**** DATA
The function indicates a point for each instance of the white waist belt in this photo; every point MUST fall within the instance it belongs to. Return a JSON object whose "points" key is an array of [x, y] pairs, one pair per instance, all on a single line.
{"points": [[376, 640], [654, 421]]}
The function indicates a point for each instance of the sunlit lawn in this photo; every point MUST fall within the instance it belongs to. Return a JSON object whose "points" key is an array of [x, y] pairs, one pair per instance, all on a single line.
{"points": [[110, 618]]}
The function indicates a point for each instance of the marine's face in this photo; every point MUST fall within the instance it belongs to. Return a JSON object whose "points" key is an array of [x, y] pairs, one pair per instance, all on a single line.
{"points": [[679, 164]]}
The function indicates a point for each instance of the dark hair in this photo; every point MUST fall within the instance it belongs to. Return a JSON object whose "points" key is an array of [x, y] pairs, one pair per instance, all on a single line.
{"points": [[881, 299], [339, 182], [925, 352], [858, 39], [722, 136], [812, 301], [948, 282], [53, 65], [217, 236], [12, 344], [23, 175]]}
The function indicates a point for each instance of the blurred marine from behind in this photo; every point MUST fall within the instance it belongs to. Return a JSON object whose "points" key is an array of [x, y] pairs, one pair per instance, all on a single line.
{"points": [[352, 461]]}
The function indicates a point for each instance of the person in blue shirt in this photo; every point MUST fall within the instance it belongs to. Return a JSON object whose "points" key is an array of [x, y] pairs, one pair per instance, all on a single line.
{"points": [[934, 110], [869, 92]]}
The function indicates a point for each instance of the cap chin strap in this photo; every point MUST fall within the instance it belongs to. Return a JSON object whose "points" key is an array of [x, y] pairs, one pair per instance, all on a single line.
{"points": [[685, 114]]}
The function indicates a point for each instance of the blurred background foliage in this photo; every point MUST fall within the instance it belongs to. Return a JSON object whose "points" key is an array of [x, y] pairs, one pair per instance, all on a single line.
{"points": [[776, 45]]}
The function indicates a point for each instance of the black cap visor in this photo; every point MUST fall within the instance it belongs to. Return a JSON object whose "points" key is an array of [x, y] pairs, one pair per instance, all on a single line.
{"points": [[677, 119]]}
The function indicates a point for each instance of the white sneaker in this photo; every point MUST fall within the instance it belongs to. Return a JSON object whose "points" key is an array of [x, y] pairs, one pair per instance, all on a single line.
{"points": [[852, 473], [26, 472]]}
********
§ **DIRECTION**:
Change every "instance" in the entries above to "occurrence", and write all the entries out again with nothing else altered.

§ **CORRECT ANSWER**:
The function indicates a point for each occurrence of the white waist belt in this photo; every point MUST fall within the occurrence it belongs to. Return a JSON object whose "points" key is an array of [x, y] pairs, one pair per occurrence, all on a single line.
{"points": [[376, 640], [654, 421]]}
The function indicates a point for each occurrence of the sunlit lawn in this photo; every point MUST fall within the occurrence it belongs to. Return a JSON object whose "points" key is an array of [x, y] pairs, one pair per occurrence, all on a single line.
{"points": [[110, 618]]}
The function indicates a point for each occurrence of the marine's face in this photo; every point MUST fall within the occurrence it belongs to. Return a JSON object whose "points" key is an array of [x, y] pairs, one pair per occurrence, all on a single line.
{"points": [[679, 164]]}
The function indicates a point for each occurrence of the dark hair in this photo; every point MUST fall within the occurrence it belongs to. Return a JSON object whose "points" key is an array of [x, y] pairs, one pair per occurrence, all on a single line.
{"points": [[881, 299], [339, 182], [925, 352], [858, 39], [722, 136], [812, 301], [948, 282], [53, 65], [217, 236], [12, 344], [23, 175]]}
The function indicates a point for each occurrence of the blurred marine from behind in this photo; every point MUST fall within the occurrence it belongs to. Return a JSON object whose "points" key is an array of [x, y] pairs, one pair per occurrence, all on a single line.
{"points": [[352, 461]]}
The function indicates a point for each occurrence of the person in blue shirt in this photo; every point MUST fall within the occurrence it belongs to. Return a JSON object whose "points" key is an array of [x, y] pairs, one pair per occurrence, all on a single line.
{"points": [[934, 110], [869, 92]]}
The function indicates a point for each occurrence of the cap chin strap in this photo; every point MUST fall within the occurrence it belongs to. Return a JSON object whose "points" key is an array of [x, y] pairs, one pair per occurrence, all on a single line.
{"points": [[685, 114]]}
The function indicates a point for each occurrence of the blurred background foliage in this photo; every point MUST fall within the occurrence it belongs to. Return a JSON object whose "points" key is an array of [x, y] pairs, one pair per occurrence, all on a single line.
{"points": [[776, 45]]}
The function indicates a point for each occurrence of the black cap visor in this photo; every point MUST fall within the occurrence it belongs to. Return a JSON object whose "points" key is an array of [x, y] pairs, one pair per occurrence, all on a single line.
{"points": [[677, 119]]}
The function indicates a point for each occurrence of the white sneaker in this photo; every point MUST fall within the occurrence it belongs to. Return a JSON object whose "points" key is an array of [x, y] pairs, one pair per occurrence, all on a single line.
{"points": [[852, 473], [26, 472]]}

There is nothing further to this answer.